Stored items
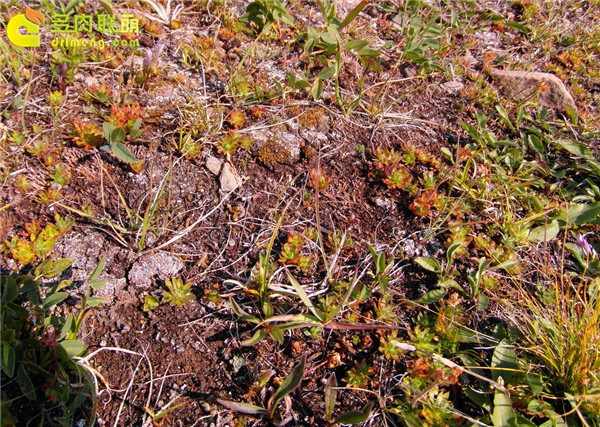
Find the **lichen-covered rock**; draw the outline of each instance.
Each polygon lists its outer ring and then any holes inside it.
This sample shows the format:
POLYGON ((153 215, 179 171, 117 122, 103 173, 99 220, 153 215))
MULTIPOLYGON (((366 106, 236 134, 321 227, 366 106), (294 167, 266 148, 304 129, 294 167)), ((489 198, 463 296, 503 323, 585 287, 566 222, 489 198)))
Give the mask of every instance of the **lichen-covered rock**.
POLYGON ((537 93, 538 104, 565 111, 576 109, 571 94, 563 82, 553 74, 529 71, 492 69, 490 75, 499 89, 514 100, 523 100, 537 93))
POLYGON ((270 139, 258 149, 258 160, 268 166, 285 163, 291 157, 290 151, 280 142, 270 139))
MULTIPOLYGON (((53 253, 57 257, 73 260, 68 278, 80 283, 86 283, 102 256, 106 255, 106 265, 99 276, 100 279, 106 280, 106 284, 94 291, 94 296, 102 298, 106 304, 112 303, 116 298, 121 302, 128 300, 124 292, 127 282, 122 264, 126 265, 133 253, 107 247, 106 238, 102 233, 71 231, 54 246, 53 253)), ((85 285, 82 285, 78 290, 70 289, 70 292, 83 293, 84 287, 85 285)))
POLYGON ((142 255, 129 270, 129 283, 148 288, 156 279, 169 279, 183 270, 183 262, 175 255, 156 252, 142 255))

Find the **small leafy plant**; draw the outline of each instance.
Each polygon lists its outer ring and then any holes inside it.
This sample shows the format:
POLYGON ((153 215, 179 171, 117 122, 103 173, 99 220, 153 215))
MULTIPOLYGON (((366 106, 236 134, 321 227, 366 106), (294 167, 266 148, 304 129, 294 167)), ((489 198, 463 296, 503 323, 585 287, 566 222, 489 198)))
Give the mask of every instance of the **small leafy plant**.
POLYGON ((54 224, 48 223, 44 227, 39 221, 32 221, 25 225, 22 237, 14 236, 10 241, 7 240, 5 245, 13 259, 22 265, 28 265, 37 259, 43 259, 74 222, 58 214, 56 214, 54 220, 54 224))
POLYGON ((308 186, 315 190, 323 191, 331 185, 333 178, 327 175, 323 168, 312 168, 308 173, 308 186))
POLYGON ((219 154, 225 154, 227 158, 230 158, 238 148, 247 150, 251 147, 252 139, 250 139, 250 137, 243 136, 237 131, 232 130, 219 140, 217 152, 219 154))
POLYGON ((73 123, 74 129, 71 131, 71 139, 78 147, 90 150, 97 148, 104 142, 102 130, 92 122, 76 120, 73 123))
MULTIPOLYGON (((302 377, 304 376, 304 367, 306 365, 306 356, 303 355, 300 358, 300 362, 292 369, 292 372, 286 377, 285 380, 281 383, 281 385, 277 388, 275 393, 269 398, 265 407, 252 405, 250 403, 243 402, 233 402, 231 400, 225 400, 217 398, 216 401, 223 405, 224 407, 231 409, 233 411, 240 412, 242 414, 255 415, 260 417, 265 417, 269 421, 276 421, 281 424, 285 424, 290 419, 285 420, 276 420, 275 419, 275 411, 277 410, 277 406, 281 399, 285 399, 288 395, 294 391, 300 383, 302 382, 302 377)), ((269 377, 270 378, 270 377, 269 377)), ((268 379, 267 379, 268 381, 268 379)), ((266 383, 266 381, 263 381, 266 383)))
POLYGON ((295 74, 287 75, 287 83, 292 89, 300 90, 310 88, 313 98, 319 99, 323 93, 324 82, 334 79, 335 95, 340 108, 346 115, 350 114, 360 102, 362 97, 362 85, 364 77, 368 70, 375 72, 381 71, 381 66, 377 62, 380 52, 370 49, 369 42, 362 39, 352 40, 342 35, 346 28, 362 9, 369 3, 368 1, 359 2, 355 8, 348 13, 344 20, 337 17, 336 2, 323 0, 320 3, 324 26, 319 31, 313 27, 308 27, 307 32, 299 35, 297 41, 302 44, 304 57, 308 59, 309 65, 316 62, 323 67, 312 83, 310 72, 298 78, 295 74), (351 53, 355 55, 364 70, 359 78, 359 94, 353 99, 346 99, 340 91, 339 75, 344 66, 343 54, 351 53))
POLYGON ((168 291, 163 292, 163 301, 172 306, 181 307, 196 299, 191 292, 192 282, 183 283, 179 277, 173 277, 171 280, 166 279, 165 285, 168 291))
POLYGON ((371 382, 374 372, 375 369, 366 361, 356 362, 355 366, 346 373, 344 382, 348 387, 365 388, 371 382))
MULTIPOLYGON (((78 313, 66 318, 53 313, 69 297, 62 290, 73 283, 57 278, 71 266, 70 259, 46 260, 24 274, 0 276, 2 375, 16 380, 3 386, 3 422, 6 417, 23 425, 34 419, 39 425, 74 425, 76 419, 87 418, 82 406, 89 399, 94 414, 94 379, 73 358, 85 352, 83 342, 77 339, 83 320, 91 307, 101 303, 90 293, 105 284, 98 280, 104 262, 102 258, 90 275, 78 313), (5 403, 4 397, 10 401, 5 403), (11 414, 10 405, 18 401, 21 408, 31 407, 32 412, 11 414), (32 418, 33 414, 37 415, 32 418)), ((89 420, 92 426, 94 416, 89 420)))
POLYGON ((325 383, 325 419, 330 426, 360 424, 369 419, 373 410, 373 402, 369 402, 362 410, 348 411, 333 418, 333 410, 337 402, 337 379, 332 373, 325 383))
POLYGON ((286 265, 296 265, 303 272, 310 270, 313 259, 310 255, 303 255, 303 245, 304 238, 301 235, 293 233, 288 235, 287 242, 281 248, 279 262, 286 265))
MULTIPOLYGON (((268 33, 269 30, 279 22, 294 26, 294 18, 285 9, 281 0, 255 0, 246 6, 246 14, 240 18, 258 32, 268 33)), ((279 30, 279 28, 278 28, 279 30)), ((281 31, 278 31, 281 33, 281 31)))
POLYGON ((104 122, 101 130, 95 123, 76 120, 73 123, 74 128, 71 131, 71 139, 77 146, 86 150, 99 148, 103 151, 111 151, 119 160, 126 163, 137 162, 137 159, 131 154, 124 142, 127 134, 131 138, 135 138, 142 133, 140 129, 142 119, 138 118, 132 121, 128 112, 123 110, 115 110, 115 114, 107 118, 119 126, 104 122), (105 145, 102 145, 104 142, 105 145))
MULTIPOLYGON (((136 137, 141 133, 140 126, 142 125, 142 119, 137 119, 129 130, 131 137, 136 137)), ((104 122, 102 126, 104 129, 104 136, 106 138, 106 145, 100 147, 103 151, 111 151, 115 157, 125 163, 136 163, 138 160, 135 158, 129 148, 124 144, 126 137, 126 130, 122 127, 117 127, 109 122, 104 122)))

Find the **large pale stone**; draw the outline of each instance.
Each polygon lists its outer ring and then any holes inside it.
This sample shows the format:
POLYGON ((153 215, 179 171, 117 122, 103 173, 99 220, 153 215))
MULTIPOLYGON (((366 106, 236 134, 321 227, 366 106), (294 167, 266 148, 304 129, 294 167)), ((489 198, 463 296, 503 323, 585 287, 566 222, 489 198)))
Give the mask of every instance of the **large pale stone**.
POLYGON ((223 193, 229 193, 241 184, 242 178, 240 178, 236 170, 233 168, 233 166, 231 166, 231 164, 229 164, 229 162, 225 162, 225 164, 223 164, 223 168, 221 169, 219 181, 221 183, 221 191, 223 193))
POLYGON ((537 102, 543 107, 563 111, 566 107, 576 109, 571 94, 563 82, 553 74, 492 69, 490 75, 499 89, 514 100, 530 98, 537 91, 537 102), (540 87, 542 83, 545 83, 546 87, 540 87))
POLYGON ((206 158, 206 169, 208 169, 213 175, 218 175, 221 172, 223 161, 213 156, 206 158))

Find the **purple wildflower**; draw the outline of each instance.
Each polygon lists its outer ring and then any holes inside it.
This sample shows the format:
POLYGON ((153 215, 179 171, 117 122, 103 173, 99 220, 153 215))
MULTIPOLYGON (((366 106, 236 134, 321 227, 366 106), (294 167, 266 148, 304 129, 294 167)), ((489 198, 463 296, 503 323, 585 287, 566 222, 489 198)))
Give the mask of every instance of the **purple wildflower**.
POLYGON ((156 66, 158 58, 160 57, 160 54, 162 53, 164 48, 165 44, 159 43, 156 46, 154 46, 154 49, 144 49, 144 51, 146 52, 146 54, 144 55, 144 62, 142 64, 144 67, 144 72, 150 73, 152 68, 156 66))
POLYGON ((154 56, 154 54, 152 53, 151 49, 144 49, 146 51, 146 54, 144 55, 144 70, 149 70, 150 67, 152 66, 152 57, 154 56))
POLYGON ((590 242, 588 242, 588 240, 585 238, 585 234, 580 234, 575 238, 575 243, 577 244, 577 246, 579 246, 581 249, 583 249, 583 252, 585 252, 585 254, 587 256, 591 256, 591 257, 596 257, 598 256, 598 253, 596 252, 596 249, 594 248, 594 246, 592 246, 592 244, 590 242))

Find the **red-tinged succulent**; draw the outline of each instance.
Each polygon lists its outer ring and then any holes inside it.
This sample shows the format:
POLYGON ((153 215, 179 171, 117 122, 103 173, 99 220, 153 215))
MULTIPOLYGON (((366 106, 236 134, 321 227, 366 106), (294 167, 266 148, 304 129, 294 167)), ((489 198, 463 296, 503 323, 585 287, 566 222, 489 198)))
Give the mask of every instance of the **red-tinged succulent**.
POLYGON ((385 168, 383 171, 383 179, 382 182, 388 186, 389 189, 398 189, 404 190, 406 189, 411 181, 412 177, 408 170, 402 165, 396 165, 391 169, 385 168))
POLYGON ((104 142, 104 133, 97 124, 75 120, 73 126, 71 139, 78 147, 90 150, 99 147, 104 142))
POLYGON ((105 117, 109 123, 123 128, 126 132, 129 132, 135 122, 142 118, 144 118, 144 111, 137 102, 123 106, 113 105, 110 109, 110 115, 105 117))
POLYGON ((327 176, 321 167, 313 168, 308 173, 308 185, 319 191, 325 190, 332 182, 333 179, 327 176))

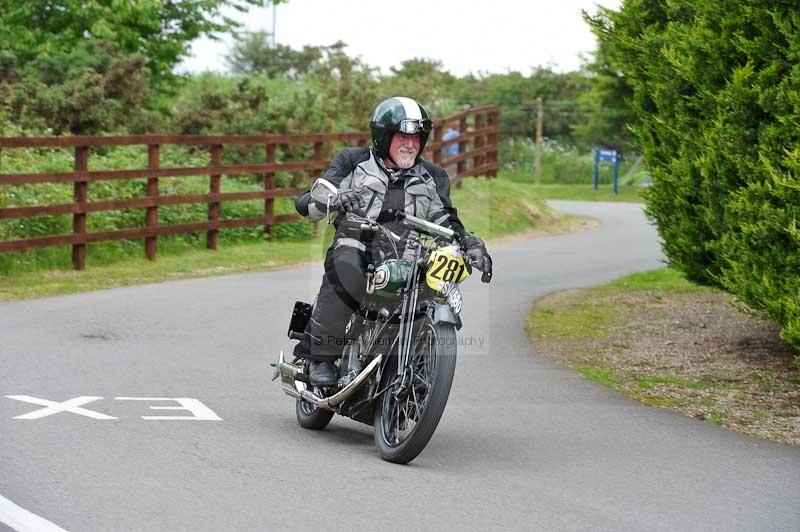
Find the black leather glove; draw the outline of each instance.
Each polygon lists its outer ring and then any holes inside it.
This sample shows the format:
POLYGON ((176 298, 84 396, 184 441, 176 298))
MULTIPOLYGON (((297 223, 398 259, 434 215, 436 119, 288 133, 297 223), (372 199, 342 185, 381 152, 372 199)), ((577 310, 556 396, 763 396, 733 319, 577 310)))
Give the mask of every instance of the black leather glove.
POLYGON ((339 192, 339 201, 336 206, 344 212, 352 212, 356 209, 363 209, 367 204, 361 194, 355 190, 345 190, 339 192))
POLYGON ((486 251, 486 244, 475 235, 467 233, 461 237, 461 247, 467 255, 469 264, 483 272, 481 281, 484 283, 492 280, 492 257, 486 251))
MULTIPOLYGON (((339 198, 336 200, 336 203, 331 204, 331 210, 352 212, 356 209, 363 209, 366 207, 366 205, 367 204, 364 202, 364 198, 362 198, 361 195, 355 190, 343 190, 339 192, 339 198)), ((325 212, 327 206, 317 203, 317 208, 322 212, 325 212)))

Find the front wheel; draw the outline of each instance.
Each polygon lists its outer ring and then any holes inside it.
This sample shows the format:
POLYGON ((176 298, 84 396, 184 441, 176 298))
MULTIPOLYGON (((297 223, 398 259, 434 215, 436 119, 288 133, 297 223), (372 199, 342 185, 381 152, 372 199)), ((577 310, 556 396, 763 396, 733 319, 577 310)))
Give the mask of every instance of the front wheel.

### Work required
Write down every line of the data above that includes the string "outline".

### Result of the exercise
Find the **lichen-covered rock**; draw the outline of each instance.
Find the **small leafy plant**; draw the outline of each instance.
Find the **large pale stone**; draw the outline of each instance.
Find the **purple wildflower**; draw the outline of each instance.
Find the **red-tinged succulent**; draw the outline of each instance.
Find the black leather glove; draw the outline of each instance.
Find the front wheel; draw the outline of each instance.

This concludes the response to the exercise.